Direction
Pick out every line in the material below that contains the word "green". Case matters.

Extracted information

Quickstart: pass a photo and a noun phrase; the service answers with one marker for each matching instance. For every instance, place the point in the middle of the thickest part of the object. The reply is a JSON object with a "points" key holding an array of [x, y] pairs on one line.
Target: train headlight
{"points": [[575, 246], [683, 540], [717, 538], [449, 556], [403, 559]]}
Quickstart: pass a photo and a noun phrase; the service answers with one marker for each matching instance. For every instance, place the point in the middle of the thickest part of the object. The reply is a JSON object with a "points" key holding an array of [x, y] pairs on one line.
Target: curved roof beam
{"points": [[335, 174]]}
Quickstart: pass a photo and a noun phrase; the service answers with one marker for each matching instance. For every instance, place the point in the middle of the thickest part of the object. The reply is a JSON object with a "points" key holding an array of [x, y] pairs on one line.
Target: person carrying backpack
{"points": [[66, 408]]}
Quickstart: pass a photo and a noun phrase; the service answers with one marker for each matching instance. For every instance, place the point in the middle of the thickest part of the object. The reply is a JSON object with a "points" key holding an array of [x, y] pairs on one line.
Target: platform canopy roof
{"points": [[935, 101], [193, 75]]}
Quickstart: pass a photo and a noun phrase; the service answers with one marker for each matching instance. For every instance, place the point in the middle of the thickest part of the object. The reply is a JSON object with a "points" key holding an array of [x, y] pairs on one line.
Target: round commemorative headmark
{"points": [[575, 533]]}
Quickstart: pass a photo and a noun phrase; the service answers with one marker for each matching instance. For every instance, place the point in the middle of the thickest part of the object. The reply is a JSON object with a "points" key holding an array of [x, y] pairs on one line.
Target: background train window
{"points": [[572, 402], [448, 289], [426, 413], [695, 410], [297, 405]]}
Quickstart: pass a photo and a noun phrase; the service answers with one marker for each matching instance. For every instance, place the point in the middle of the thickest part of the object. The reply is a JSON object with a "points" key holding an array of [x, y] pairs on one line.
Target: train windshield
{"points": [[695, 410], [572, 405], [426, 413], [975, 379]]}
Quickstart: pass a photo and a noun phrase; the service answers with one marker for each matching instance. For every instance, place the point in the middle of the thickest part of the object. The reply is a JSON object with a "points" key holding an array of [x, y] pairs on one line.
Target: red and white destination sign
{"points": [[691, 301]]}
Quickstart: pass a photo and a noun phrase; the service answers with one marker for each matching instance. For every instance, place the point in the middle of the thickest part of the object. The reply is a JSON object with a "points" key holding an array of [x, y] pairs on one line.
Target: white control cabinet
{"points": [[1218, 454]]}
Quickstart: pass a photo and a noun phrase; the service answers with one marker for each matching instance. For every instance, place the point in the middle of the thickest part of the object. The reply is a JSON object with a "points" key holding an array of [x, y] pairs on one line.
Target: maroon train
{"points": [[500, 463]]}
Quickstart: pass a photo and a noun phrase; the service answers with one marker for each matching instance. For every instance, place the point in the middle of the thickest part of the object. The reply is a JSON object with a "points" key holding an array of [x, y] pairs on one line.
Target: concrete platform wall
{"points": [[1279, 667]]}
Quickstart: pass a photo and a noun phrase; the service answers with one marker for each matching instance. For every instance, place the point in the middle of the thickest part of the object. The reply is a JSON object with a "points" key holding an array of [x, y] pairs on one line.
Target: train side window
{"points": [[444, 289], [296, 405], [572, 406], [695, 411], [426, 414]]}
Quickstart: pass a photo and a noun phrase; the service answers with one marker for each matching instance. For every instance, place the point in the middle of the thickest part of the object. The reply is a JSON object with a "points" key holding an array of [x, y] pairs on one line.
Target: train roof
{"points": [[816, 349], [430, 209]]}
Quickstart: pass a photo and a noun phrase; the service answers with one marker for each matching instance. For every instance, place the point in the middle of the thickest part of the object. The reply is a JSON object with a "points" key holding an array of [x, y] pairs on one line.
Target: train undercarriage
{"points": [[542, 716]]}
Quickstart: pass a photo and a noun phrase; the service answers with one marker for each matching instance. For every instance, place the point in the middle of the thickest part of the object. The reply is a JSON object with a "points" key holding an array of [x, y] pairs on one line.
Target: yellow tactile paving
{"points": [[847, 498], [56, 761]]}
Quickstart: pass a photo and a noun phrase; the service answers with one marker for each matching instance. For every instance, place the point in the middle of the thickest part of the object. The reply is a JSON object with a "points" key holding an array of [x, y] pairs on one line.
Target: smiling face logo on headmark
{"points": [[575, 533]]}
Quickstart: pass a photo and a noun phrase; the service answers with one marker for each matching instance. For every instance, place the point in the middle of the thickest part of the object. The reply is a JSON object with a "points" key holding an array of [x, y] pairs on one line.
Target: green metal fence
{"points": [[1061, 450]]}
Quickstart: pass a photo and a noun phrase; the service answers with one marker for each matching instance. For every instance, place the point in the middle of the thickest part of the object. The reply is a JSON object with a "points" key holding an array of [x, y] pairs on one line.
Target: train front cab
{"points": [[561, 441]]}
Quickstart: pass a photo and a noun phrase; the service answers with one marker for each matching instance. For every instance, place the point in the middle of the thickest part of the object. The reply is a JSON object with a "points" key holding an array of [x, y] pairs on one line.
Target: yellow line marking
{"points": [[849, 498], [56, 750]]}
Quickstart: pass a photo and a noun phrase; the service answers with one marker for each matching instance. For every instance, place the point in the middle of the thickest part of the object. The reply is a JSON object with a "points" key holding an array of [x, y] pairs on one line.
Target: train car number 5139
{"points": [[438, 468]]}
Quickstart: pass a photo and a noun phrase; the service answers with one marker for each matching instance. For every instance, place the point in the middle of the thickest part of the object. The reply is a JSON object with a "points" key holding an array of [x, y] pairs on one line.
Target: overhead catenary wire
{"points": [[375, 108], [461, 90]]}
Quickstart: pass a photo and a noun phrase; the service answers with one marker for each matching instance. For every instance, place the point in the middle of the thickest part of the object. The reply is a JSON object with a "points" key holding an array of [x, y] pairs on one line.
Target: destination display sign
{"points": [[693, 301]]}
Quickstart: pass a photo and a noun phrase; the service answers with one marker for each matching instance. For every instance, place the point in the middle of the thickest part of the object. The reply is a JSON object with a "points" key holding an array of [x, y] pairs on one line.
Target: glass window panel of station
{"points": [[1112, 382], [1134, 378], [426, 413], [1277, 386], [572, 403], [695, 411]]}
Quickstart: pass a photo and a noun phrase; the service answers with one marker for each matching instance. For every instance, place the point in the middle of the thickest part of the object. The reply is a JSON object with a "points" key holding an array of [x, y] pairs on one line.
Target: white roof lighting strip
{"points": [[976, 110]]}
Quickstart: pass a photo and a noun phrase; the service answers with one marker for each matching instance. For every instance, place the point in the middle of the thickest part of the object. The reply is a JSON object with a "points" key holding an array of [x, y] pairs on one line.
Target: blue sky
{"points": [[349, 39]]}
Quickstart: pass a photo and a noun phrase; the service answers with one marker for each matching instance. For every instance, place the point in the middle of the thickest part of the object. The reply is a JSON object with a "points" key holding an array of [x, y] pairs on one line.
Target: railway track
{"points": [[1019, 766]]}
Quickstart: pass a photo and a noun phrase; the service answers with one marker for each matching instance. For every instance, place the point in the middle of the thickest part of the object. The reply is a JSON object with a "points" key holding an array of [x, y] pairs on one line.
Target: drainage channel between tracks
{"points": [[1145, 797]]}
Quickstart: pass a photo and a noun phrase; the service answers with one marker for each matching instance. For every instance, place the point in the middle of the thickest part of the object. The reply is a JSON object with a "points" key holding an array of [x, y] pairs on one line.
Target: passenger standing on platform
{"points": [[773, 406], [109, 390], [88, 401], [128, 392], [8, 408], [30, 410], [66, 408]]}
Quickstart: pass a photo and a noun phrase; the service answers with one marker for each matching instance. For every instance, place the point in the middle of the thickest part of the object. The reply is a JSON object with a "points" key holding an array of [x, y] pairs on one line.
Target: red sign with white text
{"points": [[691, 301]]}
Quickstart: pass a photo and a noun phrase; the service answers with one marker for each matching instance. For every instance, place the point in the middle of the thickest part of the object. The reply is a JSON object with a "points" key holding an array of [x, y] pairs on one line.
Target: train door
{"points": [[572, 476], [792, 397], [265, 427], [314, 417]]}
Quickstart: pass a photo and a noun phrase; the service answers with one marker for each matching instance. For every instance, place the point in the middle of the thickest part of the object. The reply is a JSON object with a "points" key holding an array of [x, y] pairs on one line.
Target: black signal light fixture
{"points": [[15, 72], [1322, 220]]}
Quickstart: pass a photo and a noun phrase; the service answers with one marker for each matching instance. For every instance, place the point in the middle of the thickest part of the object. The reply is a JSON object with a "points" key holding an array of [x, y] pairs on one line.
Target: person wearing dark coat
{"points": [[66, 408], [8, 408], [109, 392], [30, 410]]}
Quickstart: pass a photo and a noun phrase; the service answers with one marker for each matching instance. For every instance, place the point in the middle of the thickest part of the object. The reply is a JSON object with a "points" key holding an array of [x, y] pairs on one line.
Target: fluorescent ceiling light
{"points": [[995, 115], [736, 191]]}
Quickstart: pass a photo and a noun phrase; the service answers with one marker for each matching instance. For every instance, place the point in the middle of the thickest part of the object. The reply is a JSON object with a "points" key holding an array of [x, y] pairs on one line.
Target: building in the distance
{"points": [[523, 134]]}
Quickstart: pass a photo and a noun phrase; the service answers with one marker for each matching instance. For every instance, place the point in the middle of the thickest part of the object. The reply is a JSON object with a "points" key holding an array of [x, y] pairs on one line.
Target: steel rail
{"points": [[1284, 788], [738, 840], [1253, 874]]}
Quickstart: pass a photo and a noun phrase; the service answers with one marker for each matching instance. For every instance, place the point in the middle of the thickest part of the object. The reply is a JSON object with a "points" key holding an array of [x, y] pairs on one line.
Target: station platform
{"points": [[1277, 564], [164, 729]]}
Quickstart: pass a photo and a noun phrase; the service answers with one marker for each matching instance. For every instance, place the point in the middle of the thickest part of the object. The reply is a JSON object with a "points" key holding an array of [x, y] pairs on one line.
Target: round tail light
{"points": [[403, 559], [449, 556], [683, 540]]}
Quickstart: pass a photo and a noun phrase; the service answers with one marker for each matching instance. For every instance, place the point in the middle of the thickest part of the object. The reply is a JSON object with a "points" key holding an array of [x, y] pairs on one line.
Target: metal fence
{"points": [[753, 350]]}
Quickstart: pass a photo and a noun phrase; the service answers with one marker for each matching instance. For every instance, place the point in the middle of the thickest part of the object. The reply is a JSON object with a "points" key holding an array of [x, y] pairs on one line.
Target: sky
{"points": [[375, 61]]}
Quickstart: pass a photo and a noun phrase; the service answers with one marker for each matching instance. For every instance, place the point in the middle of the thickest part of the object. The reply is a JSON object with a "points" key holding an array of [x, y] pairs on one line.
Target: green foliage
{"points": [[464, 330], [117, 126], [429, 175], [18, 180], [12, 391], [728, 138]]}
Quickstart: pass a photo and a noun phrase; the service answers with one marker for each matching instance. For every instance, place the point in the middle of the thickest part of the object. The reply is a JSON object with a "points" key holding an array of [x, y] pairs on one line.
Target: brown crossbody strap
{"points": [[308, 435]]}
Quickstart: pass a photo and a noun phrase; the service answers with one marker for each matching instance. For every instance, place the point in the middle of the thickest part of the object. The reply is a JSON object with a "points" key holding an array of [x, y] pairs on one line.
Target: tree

Result of the task
Target: green metal fence
Target: green foliage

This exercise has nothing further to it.